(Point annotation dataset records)
______________________________

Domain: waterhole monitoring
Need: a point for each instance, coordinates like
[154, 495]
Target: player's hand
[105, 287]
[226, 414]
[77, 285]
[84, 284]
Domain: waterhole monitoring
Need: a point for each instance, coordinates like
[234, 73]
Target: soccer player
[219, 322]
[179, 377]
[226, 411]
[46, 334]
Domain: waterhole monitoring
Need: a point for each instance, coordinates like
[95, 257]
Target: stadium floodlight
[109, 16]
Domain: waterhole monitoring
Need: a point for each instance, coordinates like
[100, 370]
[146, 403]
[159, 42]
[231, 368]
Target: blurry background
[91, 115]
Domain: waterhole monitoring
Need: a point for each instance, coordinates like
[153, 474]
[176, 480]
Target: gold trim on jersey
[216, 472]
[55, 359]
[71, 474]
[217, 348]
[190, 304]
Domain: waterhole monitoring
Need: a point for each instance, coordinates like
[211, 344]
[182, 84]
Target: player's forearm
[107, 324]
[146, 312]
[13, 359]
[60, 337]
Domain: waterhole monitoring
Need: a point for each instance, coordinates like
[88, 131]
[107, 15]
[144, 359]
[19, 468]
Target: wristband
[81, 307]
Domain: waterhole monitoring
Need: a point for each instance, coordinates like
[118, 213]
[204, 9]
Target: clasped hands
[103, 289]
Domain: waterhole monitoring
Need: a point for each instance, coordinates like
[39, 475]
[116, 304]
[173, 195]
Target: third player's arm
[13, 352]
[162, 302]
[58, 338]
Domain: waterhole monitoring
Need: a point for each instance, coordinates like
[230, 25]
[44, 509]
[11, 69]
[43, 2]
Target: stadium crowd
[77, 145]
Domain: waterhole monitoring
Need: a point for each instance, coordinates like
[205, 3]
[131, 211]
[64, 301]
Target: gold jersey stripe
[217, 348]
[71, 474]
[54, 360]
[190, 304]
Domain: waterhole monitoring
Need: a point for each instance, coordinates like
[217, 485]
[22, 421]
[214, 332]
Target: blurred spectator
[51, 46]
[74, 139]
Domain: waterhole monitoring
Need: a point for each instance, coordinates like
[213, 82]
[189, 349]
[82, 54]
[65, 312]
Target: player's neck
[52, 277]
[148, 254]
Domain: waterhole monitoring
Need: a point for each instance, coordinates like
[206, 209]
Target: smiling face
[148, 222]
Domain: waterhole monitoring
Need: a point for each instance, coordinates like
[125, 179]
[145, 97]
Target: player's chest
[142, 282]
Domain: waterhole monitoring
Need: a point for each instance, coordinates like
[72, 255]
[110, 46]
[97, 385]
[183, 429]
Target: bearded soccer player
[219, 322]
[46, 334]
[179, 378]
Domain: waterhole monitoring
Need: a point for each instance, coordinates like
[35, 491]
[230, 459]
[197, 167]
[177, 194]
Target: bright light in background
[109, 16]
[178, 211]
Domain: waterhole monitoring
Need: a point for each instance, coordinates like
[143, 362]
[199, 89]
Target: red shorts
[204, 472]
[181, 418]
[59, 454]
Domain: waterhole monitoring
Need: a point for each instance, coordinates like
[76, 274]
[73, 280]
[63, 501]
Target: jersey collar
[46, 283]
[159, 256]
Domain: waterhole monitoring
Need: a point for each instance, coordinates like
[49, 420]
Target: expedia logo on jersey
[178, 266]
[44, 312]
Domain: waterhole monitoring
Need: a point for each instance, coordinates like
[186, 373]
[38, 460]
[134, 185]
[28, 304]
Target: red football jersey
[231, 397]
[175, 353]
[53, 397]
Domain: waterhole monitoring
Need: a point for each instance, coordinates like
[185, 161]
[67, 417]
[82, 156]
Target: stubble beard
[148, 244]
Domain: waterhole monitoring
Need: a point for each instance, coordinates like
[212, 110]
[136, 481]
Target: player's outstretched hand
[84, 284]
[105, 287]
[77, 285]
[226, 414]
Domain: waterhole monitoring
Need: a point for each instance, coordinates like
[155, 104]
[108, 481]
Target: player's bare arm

______________________________

*Set task*
Repeat the preceding lines exactly, please, every one of them.

*Response to the exercise*
Domain: waterhole monitoring
Need: a point for each instance, coordinates like
[154, 495]
Target: player's hand
[105, 287]
[226, 414]
[77, 285]
[84, 284]
Domain: waterhole monitoring
Need: a point for each instance, coordinates like
[234, 73]
Target: soccer player
[219, 322]
[179, 377]
[226, 411]
[46, 334]
Domain: waterhole monitoring
Need: a point for each instance, coordinates like
[95, 257]
Target: stadium floodlight
[109, 16]
Domain: waterhole monitoring
Need: a point for each instance, coordinates like
[100, 370]
[146, 403]
[159, 42]
[231, 368]
Target: blurry background
[91, 115]
Domain: waterhole monitoring
Need: a point for each instance, coordinates like
[153, 474]
[176, 480]
Target: gold trim on jersey
[216, 472]
[55, 359]
[71, 474]
[217, 348]
[190, 304]
Domain: waterhole monitoring
Need: a point for each instance, coordinates like
[211, 344]
[182, 84]
Target: player's forearm
[107, 324]
[146, 312]
[13, 359]
[60, 337]
Domain: waterhole monitoring
Need: a point for each instance, coordinates like
[88, 131]
[107, 15]
[144, 359]
[19, 468]
Target: wristband
[81, 307]
Domain: waterhole monitoring
Need: a point for each instance, coordinates like
[118, 213]
[204, 9]
Target: clasped hands
[103, 289]
Domain: waterhole monitoring
Need: a point for each instance, coordinates like
[39, 475]
[116, 304]
[173, 195]
Target: third player's arm
[13, 352]
[162, 302]
[58, 338]
Domain: waterhole monitoring
Need: a point for each instance, coordinates like
[230, 25]
[44, 509]
[11, 69]
[43, 2]
Target: stadium crowd
[77, 145]
Domain: waterhole monitoring
Need: a point for each instance, coordinates like
[205, 3]
[131, 211]
[64, 301]
Target: gold jersey stripe
[217, 348]
[71, 474]
[54, 360]
[190, 304]
Domain: waterhole monitoring
Need: a point for each instance, coordinates like
[217, 485]
[22, 421]
[214, 332]
Target: blurred spectator
[51, 46]
[74, 139]
Domain: waterhole monitoring
Need: a point for each instance, coordinates like
[213, 82]
[189, 349]
[82, 54]
[65, 312]
Target: player's neck
[52, 277]
[148, 254]
Domain: waterhole monitoring
Need: a point for each instance, coordinates like
[206, 209]
Target: smiling face
[148, 222]
Domain: waterhole monitoring
Need: a point for each instance, coordinates like
[125, 179]
[145, 97]
Target: player's chest
[142, 282]
Domain: waterhole monitoring
Need: a point for each instance, coordinates like
[72, 255]
[110, 46]
[97, 385]
[183, 429]
Target: bearded soccer player
[219, 322]
[46, 334]
[179, 378]
Domain: waterhole monitoring
Need: a point for each instance, coordinates like
[35, 491]
[230, 459]
[197, 167]
[177, 194]
Target: bright light in background
[109, 16]
[178, 211]
Domain: waterhole monitoring
Need: a point for each instance, coordinates like
[143, 362]
[199, 89]
Target: red shorts
[204, 472]
[181, 418]
[59, 454]
Domain: waterhole monitoring
Need: a point for each instance, coordinates like
[76, 274]
[73, 280]
[63, 501]
Target: jersey collar
[46, 283]
[159, 256]
Domain: waterhole monitoring
Need: a point for each instance, coordinates like
[49, 420]
Target: expedia logo on jersey
[178, 266]
[44, 312]
Domain: waterhole monitoring
Need: a point for each instance, coordinates like
[186, 373]
[38, 460]
[134, 185]
[28, 304]
Target: red football jersey
[231, 397]
[175, 353]
[53, 397]
Domain: waterhole monitoring
Need: a point for each instance, coordinates like
[185, 161]
[67, 417]
[82, 156]
Target: stubble beard
[148, 244]
Domain: waterhole monitoring
Need: a point for each instance, coordinates like
[212, 110]
[136, 481]
Target: player's outstretched hand
[84, 284]
[105, 287]
[77, 285]
[226, 414]
Domain: waterhole monitoring
Need: a point for each instance, coordinates like
[155, 104]
[108, 481]
Target: player's bare arm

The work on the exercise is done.